**SOURCE EXCERPT**
******
You are viewing a plain text version of this content. The canonical link for it is here.
Posted to server-dev@james.apache.org by robert burrell donkin <ro...@gmail.com> on 2007/05/07 08:42:39 UTC
[jSieve] Script Encoding [WAS Re: i am not getting subject content in utf-8 format]
On 5/7/07, robert burrell donkin <ro...@gmail.com> wrote:
> On 5/7/07, ketanbparekh <ta...@yahoo.com> wrote:
> >
> > I am running on Windows XP Professional.
>
> windows has a difficult default platform encoding so this may well be
> the problem
i've taken a look at the code in SieveToMultiMailbox and SieveFactory.
i think that we have encoding issues. the current code will use the
default platform encoding. when using windoz, this will result in
UFT-8 and UFT-16 encoded files being decoded incorrectly when (some)
non-ASCII characters are present.
******
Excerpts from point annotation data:
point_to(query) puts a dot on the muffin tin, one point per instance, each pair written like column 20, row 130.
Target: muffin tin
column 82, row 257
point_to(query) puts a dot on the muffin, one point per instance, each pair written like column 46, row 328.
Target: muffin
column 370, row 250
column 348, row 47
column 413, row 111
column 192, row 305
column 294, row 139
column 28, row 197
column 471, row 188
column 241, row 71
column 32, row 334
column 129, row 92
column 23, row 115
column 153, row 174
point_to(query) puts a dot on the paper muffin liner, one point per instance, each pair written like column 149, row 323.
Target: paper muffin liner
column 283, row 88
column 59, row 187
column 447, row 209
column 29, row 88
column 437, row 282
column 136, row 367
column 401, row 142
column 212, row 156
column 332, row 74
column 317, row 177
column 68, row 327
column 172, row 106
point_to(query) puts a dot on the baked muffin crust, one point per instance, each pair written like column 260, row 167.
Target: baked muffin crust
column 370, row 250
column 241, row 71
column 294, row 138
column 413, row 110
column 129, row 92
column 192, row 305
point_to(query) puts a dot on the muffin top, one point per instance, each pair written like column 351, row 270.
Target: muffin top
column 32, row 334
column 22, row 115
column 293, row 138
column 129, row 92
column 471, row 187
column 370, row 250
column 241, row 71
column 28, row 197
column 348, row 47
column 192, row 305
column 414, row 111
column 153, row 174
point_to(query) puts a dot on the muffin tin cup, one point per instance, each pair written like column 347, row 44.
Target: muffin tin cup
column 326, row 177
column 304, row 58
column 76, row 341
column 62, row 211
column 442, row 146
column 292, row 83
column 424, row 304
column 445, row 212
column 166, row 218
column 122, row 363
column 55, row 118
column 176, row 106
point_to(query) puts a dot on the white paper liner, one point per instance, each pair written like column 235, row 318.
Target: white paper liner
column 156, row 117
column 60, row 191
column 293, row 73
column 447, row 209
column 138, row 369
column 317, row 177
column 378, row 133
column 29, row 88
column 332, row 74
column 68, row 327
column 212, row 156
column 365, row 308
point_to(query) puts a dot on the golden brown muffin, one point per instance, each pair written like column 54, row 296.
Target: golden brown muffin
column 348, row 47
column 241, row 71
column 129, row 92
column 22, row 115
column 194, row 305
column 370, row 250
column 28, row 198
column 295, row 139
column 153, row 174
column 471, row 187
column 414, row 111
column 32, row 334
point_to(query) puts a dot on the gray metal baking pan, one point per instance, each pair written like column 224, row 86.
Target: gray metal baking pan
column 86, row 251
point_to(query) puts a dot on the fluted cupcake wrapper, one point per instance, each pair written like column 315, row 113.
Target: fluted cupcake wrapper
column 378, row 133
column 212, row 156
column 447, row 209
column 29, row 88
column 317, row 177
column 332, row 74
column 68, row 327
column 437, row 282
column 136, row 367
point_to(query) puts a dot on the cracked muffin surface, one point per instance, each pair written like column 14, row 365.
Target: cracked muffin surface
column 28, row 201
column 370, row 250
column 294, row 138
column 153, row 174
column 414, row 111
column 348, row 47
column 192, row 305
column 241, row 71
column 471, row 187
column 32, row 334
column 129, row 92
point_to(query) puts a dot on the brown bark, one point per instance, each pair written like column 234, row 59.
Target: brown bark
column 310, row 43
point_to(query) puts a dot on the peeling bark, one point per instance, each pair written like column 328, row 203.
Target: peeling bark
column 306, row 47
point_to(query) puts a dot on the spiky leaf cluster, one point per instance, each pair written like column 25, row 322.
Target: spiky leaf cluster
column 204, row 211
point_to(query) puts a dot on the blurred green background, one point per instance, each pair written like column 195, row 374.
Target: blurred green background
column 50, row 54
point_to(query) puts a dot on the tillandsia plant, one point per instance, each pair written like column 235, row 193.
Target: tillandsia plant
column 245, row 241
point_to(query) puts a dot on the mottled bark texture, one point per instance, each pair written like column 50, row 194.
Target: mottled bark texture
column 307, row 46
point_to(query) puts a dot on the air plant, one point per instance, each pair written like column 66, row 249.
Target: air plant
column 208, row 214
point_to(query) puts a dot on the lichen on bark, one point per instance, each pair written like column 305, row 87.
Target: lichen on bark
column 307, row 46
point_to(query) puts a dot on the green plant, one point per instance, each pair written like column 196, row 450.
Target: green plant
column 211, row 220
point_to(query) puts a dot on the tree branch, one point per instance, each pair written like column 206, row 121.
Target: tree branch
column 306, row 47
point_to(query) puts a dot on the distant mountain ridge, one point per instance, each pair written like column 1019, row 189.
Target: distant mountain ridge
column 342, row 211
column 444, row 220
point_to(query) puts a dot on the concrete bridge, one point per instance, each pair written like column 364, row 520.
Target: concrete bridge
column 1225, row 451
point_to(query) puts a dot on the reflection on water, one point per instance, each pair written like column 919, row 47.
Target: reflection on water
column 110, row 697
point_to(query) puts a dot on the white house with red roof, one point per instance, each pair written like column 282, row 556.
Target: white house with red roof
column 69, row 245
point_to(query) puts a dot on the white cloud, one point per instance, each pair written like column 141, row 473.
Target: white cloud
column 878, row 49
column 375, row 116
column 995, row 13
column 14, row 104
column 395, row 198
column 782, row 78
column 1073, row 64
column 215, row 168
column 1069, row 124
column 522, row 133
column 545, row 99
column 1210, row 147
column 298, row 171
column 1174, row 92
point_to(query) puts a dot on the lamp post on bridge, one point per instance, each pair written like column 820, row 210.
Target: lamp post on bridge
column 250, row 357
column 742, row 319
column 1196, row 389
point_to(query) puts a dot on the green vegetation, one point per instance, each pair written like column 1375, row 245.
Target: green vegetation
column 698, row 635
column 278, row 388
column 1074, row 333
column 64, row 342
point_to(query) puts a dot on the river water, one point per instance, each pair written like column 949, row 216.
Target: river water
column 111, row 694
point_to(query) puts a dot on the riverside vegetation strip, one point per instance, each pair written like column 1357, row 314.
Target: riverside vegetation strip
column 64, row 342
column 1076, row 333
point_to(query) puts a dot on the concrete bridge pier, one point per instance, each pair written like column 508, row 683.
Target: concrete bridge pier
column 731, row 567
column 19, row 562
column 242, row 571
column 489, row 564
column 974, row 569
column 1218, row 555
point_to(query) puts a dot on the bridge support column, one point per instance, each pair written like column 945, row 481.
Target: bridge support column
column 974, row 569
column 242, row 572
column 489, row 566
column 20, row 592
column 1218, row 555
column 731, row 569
******
**WRITTEN TASKS**
• 1. Answer these questions about the jSieve post:
(a) What operating system did ketanbparekh report running?
(b) Which two pieces of code did robert burrell donkin examine?
(c) What encoding does the current code use?
• 2. Render the listing as a JSON list of strings, one string per line, from the line with "point_to(query) puts a dot on the gray" up to and including the line with "column 310, row 43". Leave out blank lines.

**ANSWERS IN ORDER**
• 1.
(a) Windows XP Professional.
(b) SieveToMultiMailbox and SieveFactory.
(c) The default platform encoding.

• 2.
[
  "point_to(query) puts a dot on the gray metal baking pan, one point per instance, each pair written like column 224, row 86.",
  "Target: gray metal baking pan",
  "column 86, row 251",
  "point_to(query) puts a dot on the fluted cupcake wrapper, one point per instance, each pair written like column 315, row 113.",
  "Target: fluted cupcake wrapper",
  "column 378, row 133",
  "column 212, row 156",
  "column 447, row 209",
  "column 29, row 88",
  "column 317, row 177",
  "column 332, row 74",
  "column 68, row 327",
  "column 437, row 282",
  "column 136, row 367",
  "point_to(query) puts a dot on the cracked muffin surface, one point per instance, each pair written like column 14, row 365.",
  "Target: cracked muffin surface",
  "column 28, row 201",
  "column 370, row 250",
  "column 294, row 138",
  "column 153, row 174",
  "column 414, row 111",
  "column 348, row 47",
  "column 192, row 305",
  "column 241, row 71",
  "column 471, row 187",
  "column 32, row 334",
  "column 129, row 92",
  "point_to(query) puts a dot on the brown bark, one point per instance, each pair written like column 234, row 59.",
  "Target: brown bark",
  "column 310, row 43"
]